-- Your instructions --
Output every entry exactly, from the first line to the last.

-- Records --
.....

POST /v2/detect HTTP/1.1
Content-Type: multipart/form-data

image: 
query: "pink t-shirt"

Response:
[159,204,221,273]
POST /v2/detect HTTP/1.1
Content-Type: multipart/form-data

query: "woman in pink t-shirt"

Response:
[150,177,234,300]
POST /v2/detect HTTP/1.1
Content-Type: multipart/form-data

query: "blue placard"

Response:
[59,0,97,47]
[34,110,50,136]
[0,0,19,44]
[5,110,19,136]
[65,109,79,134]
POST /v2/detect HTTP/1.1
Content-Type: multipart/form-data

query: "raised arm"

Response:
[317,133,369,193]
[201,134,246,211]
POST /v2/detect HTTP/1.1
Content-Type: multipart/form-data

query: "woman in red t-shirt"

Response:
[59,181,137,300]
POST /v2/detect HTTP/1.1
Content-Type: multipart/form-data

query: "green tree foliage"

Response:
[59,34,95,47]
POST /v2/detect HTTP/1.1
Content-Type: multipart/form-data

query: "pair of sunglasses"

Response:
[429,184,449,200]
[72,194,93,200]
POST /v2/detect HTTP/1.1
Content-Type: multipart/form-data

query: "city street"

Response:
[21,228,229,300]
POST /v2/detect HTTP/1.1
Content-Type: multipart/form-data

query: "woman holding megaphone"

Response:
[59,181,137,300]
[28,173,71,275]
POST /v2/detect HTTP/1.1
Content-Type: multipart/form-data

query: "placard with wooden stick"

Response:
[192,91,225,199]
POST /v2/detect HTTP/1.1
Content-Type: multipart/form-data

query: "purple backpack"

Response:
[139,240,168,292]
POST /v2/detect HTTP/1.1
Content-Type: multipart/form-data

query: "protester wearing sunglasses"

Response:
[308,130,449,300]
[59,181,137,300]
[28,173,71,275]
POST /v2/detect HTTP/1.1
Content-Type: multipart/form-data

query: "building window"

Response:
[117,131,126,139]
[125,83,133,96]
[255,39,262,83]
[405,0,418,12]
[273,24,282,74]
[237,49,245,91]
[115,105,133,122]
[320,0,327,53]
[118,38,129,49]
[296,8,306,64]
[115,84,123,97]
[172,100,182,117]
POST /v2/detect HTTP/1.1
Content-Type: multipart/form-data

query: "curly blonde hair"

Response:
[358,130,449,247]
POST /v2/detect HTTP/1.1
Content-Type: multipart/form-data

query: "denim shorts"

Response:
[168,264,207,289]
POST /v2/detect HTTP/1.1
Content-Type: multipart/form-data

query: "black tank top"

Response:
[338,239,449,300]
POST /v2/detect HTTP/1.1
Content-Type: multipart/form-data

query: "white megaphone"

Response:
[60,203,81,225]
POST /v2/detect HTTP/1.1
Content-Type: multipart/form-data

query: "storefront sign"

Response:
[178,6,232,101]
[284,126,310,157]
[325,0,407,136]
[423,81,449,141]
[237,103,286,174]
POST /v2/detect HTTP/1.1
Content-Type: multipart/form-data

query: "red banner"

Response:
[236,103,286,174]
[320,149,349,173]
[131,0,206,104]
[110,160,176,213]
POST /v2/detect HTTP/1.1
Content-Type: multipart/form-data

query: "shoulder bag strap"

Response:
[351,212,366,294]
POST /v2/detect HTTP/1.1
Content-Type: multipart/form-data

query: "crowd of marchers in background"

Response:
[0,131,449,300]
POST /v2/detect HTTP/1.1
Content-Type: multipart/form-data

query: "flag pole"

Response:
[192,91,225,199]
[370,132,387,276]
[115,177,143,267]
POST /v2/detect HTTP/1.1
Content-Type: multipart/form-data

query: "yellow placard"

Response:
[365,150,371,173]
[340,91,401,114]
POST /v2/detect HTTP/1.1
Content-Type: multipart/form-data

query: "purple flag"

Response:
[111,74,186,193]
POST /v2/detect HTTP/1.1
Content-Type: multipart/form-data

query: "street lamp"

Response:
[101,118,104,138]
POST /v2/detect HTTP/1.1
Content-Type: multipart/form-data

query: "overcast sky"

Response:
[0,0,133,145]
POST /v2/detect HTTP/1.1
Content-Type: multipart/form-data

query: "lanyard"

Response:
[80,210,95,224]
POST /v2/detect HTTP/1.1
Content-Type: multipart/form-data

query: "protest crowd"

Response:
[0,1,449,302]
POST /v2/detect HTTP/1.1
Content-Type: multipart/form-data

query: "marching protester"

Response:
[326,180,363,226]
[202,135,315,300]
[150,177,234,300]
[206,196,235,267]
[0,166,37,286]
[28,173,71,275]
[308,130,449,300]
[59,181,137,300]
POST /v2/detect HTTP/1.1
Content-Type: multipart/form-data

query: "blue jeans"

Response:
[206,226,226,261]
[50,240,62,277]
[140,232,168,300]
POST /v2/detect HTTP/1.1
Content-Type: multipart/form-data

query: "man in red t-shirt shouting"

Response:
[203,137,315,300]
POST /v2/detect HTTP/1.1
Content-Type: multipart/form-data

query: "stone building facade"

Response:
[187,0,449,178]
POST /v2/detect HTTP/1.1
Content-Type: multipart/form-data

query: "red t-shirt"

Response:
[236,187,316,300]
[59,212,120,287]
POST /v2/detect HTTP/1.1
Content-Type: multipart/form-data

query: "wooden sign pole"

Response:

.....

-- Response to this exercise --
POST /v2/detect HTTP/1.1
Content-Type: multipart/form-data

image: 
query: "pink t-shirt"

Response:
[159,204,221,273]
POST /v2/detect HTTP/1.1
Content-Type: multipart/form-data

query: "woman in pink t-shirt"

Response:
[150,177,234,300]
POST /v2/detect HTTP/1.1
Content-Type: multipart/form-data

query: "blue placard"

Response:
[59,0,97,47]
[34,110,50,136]
[0,0,19,44]
[5,110,19,136]
[65,109,79,134]
POST /v2/detect HTTP/1.1
Content-Type: multipart/form-data

query: "raised arm"

Response:
[317,133,369,193]
[201,134,246,211]
POST /v2/detect HTTP/1.1
Content-Type: multipart/form-data

query: "woman in red t-shirt"

Response:
[59,181,137,300]
POST /v2/detect HTTP/1.1
Content-Type: multipart/form-data

query: "green tree foliage"

Response:
[59,34,95,47]
POST /v2/detect HTTP/1.1
Content-Type: multipart/form-data

query: "pair of sunglasses"

Response:
[429,184,449,200]
[72,194,93,200]
POST /v2/detect HTTP/1.1
Content-Type: multipart/form-data

query: "city street"

Response:
[21,228,229,300]
POST /v2/detect HTTP/1.1
Content-Type: multipart/form-data

query: "woman holding megaphone"

Response:
[59,181,137,300]
[28,173,71,275]
POST /v2/detect HTTP/1.1
Content-Type: multipart/form-data

query: "placard with wooden stick"

Response:
[192,91,225,199]
POST /v2/detect HTTP/1.1
Content-Type: multipart/form-data

query: "purple backpack"

Response:
[139,240,168,292]
POST /v2/detect HTTP/1.1
Content-Type: multipart/form-data

query: "protester wearing sunglasses"

Response:
[308,130,449,300]
[59,181,137,300]
[28,173,71,275]
POST /v2/detect HTTP/1.1
Content-Type: multipart/form-data

query: "building window"

Response:
[117,131,126,139]
[125,83,133,96]
[255,39,262,83]
[405,0,418,12]
[273,24,282,74]
[237,49,245,91]
[115,105,133,122]
[320,0,327,53]
[118,38,129,49]
[296,8,306,64]
[115,84,123,97]
[172,100,182,117]
POST /v2/detect HTTP/1.1
Content-Type: multipart/form-data

query: "curly blonde hair"

Response:
[358,130,449,247]
POST /v2/detect HTTP/1.1
Content-Type: multipart/form-data

query: "denim shorts"

Response:
[168,264,207,289]
POST /v2/detect HTTP/1.1
Content-Type: multipart/form-data

query: "black tank top"

Response:
[338,239,449,300]
POST /v2/detect HTTP/1.1
Content-Type: multipart/form-data

query: "white megaphone"

Response:
[60,203,81,225]
POST /v2/detect HTTP/1.1
Content-Type: multipart/form-data

query: "storefront sign"

Response:
[178,6,232,101]
[284,126,310,157]
[325,0,407,136]
[423,81,449,141]
[237,103,286,174]
POST /v2/detect HTTP/1.1
Content-Type: multipart/form-data

query: "red banner"

Response:
[236,103,286,174]
[320,149,349,173]
[131,0,206,104]
[110,160,176,213]
POST /v2/detect HTTP/1.1
Content-Type: multipart/form-data

query: "shoulder bag strap"

Response:
[351,212,366,294]
POST /v2/detect HTTP/1.1
Content-Type: multipart/form-data

query: "crowd of marchers in background"

Response:
[0,131,449,300]
POST /v2/detect HTTP/1.1
Content-Type: multipart/form-data

query: "flag pole"

Response:
[192,91,225,199]
[370,132,387,276]
[115,177,143,267]
POST /v2/detect HTTP/1.1
Content-Type: multipart/form-data

query: "yellow placard"

Response:
[365,150,371,173]
[340,91,401,114]
POST /v2/detect HTTP/1.1
Content-Type: multipart/form-data

query: "purple flag"

Response:
[111,74,186,193]
POST /v2/detect HTTP/1.1
Content-Type: multipart/form-data

query: "street lamp"

Response:
[101,118,104,138]
POST /v2/detect HTTP/1.1
Content-Type: multipart/form-data

query: "overcast sky"

Response:
[0,0,133,145]
POST /v2/detect HTTP/1.1
Content-Type: multipart/form-data

query: "lanyard"

Response:
[80,210,95,224]
POST /v2/detect HTTP/1.1
Content-Type: multipart/form-data

query: "protest crowd"

Response:
[0,1,449,302]
POST /v2/detect HTTP/1.1
Content-Type: multipart/form-data

query: "marching protester"

Response:
[326,180,363,226]
[202,135,315,300]
[150,177,234,300]
[206,196,235,267]
[0,166,37,286]
[28,173,71,275]
[308,130,449,300]
[59,181,137,300]
POST /v2/detect HTTP/1.1
Content-Type: multipart/form-data

query: "blue jeans"

Response:
[206,226,226,261]
[50,240,62,277]
[140,232,168,300]
POST /v2/detect HTTP/1.1
Content-Type: multipart/form-data

query: "man in red t-shirt shouting"

Response:
[203,137,315,300]
POST /v2/detect HTTP/1.1
Content-Type: multipart/form-data

query: "stone building facade"

Response:
[187,0,449,178]
POST /v2/detect HTTP/1.1
Content-Type: multipart/form-data

query: "red t-shirt"

Response:
[236,187,316,300]
[59,212,120,287]
POST /v2/detect HTTP/1.1
Content-Type: multipart/form-data

query: "wooden sign pole"

Response:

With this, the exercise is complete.